Source information:
_ _ _

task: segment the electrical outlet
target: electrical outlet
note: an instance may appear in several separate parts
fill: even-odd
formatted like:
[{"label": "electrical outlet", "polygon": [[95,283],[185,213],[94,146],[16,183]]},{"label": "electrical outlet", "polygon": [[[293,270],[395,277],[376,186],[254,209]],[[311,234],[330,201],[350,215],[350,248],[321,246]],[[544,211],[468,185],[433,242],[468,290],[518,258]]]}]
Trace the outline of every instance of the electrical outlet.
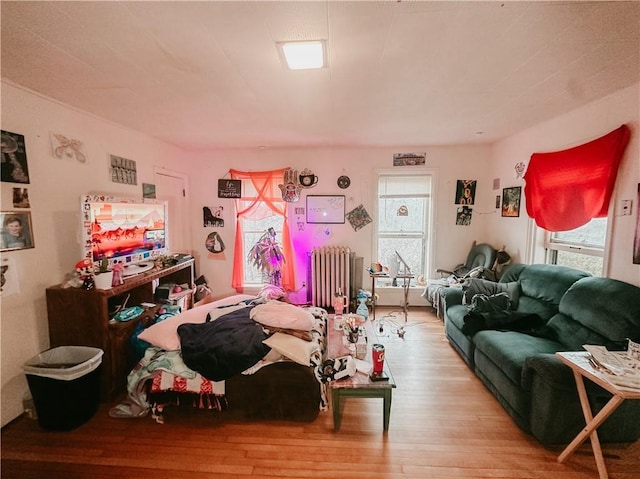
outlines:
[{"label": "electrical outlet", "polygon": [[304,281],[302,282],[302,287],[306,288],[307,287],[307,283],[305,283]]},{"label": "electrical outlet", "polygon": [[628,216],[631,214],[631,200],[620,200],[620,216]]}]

_ _ _

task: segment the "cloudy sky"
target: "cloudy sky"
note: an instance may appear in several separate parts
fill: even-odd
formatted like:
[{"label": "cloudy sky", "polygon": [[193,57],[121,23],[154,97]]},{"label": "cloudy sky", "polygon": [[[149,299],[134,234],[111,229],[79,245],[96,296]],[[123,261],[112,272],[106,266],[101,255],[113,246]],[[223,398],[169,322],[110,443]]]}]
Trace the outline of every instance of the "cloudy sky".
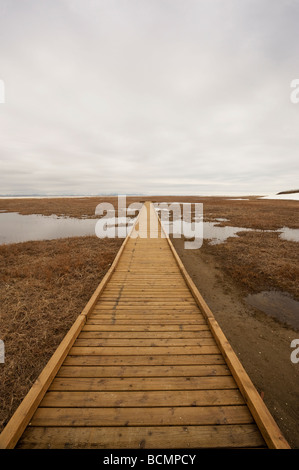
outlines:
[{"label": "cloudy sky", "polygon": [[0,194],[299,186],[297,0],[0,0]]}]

_ _ _

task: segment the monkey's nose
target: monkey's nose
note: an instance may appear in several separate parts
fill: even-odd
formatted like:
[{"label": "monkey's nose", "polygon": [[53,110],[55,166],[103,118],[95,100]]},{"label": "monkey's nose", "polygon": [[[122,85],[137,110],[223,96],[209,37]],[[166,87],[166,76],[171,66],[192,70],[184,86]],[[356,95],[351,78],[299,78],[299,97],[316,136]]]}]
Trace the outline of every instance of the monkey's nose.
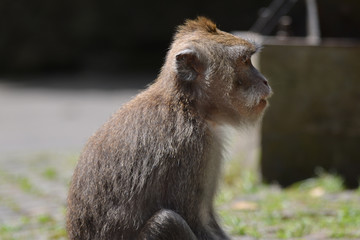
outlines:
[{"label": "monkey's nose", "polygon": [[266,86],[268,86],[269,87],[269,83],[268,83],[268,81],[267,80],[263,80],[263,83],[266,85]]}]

_ _ _

What you need to do: Among the entries, work out how many lines include the word "target". Answer with that number only.

Output for this exercise: 3